* Excerpt provided:

>>

Out of curiosity, just what is wrong with the old arena at Maxwell Convention Center?  Be specific, talking in generic terms like it is a ****hole is not helpful.  I have been there and yes, it is visually outdated in the reception hall area, but that is a matter of updating.  I am sure that in the 60s and 70s, all those old buildings downtown were considered outdated and needed to be replaced.  So they were leveled and the replacement was never built.  Now people wax poetic about what was lost.  Is the building structurally falling apart?



Structurally sound but the arena floor is too small (we have to have an exemption for the talons to play) and the seats are small by today's standard. Everything wrong with it seems size related to me.

Breadburner

Depends on which seats your talking about....The ones in the lower bowl are larger than the ones above the catwalk......
 

cannon_fodder

I think the arena is serviceable, but for sure there are problems:

1) Bathrooms - start with the basics.  The bathrooms need to be redone as they are nasty, inefficient, and old school.. They function, but do not impress.

2) Concessions - need way more concession stands. Having to wait to pay $4 for nachos is a bad idea.  

3) Size - the arena floor is too small for regulation hockey or Arena football (as I understand it).

4) Ceilings - the ceiling is yellowed and cracked.  Structurally it is sound, but it looks a little like death.

5) General Appearance - it looks like an old arena.  Spartan and run down, older design elements.  A few coats of paint, some neon or something else to add an element or two... just make it look like it was made to be used sometime after the year 1975.

<<

* Dataset section:

>>

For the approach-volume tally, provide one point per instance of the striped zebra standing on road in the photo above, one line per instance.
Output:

<<

* Given exercise: Transcribe word for word the stretch of the Maxwell Convention Center arena discussion from "1) Bathrooms - start" through "do not impress.".

* Exercise result:
1) Bathrooms - start with the basics.  The bathrooms need to be redone as they are nasty, inefficient, and old school.. They function, but do not impress.